> **EXERCISE GOAL**
Please locate each line below that contains the word "light" and copy those lines out in full.

> **An excerpt from a dataset**
>> BEGIN

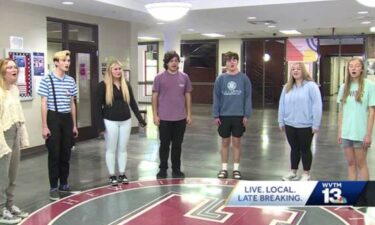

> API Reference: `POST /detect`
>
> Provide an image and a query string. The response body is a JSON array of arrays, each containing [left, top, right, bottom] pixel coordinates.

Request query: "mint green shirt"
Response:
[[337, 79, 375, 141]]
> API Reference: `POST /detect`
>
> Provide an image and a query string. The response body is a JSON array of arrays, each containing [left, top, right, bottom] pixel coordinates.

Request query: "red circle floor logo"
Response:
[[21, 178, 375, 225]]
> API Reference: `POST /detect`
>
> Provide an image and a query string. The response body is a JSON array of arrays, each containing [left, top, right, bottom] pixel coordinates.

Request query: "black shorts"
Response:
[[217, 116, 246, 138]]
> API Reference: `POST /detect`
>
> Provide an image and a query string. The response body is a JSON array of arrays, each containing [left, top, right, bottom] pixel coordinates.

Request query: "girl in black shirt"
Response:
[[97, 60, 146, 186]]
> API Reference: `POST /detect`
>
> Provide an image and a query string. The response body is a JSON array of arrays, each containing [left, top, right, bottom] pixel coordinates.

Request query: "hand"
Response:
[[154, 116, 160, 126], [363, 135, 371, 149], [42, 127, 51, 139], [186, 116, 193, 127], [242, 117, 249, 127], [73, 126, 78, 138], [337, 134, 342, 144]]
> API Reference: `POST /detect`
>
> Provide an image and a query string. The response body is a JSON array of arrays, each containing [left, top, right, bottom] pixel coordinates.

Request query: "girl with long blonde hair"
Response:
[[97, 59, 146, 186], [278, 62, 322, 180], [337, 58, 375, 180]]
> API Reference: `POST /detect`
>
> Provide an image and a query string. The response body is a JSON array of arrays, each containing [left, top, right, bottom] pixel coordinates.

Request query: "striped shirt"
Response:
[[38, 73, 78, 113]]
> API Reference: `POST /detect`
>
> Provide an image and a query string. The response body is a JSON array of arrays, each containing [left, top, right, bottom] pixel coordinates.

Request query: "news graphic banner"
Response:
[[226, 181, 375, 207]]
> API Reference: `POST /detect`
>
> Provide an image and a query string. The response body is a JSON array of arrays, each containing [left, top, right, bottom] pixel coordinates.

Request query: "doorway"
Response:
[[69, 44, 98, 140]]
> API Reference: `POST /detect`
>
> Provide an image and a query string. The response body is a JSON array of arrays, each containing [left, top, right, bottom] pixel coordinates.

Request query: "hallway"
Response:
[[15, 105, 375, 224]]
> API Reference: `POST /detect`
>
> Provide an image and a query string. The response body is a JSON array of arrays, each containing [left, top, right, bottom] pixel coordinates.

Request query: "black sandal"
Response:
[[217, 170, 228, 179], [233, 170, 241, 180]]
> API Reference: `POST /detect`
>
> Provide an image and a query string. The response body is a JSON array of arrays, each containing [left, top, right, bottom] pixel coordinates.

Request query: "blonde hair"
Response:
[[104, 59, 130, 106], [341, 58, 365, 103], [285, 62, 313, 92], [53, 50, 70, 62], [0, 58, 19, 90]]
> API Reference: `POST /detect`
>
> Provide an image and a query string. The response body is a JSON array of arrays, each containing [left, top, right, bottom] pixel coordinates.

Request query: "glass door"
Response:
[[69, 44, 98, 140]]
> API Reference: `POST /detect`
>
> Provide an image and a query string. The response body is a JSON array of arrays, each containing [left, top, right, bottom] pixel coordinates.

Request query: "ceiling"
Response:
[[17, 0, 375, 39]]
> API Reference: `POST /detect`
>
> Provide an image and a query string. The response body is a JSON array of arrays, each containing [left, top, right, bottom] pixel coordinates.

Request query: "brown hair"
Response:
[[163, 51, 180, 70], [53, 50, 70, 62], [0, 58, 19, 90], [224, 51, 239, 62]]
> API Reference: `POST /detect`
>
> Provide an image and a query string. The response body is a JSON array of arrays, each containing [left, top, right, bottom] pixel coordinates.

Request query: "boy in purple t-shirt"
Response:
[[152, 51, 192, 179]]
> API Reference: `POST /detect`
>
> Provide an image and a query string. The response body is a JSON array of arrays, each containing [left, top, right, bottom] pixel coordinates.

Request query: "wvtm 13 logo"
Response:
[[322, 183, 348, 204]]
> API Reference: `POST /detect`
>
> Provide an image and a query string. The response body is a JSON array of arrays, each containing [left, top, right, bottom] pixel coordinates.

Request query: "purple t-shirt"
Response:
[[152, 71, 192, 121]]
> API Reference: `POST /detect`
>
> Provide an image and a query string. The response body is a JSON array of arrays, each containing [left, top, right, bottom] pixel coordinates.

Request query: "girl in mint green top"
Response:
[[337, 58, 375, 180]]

>> END
>> BEGIN

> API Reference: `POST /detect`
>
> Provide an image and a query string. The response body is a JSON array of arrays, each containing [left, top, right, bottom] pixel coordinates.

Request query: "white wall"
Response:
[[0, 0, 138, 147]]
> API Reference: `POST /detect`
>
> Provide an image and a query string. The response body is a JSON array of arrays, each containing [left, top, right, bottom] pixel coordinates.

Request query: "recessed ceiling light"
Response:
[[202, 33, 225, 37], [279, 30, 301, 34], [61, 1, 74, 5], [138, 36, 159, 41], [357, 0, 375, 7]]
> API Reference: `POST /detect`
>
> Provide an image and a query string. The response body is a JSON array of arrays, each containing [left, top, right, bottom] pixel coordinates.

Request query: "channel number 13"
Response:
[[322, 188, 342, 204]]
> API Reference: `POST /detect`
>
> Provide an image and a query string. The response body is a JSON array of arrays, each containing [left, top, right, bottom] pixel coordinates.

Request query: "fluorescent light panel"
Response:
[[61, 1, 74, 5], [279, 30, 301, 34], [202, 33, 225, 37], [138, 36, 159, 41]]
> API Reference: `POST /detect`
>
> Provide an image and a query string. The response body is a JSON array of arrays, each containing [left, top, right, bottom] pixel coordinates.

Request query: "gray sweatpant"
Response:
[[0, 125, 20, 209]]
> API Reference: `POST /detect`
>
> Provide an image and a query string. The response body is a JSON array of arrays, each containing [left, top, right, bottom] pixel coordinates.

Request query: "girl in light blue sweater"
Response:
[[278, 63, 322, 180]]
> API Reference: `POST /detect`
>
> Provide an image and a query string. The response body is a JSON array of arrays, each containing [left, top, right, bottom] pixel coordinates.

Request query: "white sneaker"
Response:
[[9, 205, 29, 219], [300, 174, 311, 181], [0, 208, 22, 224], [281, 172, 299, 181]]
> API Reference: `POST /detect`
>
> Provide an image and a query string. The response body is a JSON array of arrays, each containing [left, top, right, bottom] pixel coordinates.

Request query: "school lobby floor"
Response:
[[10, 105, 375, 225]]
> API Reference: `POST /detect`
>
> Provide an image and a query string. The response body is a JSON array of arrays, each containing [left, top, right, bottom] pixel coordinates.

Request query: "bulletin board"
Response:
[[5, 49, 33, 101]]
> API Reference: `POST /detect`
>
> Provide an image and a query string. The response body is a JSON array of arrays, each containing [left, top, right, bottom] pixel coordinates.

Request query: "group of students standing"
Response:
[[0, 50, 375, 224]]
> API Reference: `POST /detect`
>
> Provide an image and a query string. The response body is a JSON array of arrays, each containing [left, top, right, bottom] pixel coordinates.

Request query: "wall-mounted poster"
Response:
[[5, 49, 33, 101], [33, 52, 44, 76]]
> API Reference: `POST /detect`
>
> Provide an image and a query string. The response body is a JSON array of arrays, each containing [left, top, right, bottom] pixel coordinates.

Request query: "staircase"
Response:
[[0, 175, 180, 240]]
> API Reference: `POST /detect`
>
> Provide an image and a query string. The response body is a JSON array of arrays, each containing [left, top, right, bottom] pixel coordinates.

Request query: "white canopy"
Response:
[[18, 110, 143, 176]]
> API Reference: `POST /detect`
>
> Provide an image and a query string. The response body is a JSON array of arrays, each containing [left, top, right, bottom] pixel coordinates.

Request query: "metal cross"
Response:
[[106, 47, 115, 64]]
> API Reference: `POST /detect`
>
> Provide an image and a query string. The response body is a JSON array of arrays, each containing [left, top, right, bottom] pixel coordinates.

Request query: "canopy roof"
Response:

>> END

> **RESPONSE BELOW**
Request query: "recessed ceiling light"
Request query: "fluorescent light panel"
Request query: "girl in light blue sweater"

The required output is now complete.